→ PROBLEM REQUIREMENTS: Recast all the items below as a two-column CSV with the columns "item_text" and "answer" and one row per item. Put each item's text and its answer in a single quoted field with line breaks replaced by spaces, and leave out the pictures.

→ EXERCISE INPUTS:
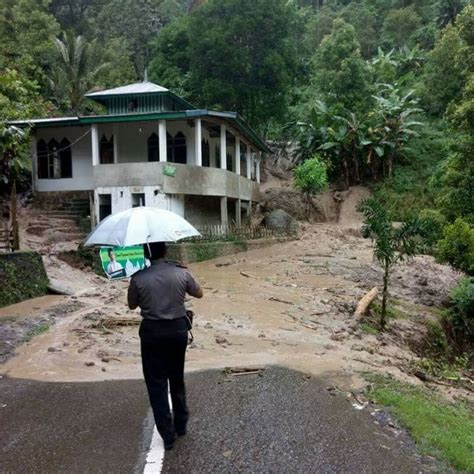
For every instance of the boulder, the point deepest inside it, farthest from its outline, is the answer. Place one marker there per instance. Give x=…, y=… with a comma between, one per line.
x=280, y=220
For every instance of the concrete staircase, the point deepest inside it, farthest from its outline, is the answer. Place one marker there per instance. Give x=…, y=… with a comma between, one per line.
x=67, y=222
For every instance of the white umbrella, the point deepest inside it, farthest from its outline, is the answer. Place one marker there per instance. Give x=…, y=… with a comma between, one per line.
x=140, y=225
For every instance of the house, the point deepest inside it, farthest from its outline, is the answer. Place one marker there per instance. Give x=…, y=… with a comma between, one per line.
x=150, y=148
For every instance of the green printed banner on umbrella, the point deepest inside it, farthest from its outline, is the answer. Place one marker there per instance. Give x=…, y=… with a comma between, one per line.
x=122, y=262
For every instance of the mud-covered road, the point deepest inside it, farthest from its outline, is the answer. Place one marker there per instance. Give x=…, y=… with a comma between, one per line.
x=275, y=421
x=290, y=304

→ WRITTEN RESPONSE:
item_text,answer
"For every instance of the boulder, the point deepest inside it, farthest from its outline, is the answer. Place one marker there per instance. Give x=…, y=… with a comma between, one per line.","x=280, y=220"
"For every instance of the concrete staircase, the point deepest inside it, farthest from its outline, is the answer. Place one marker there per instance. Give x=…, y=… with a comma between, one per line.","x=67, y=222"
"For every instance of the white umbrella, the point deepest inside it, farthest from its outline, is the answer. Place one marker there per instance. Give x=…, y=… with a comma between, one per line.","x=140, y=225"
"For every instance of the house, the point deepest inside it, farthest from its outline, is the answer. Place one marker there per instance. Give x=…, y=… with a comma between, one per line.","x=150, y=148"
"For every instance of the green printed banner on umbrella, the point deepest inside it, farthest from its outline, is the answer. Place one marker there per instance. Give x=…, y=… with a comma between, one per line.","x=122, y=262"
"For every instance of the mud-covered road, the point deepest inside it, farthest from its outline, is the answer. Place one marker there per instance. Give x=…, y=… with a comma between, one per line.","x=275, y=421 x=290, y=304"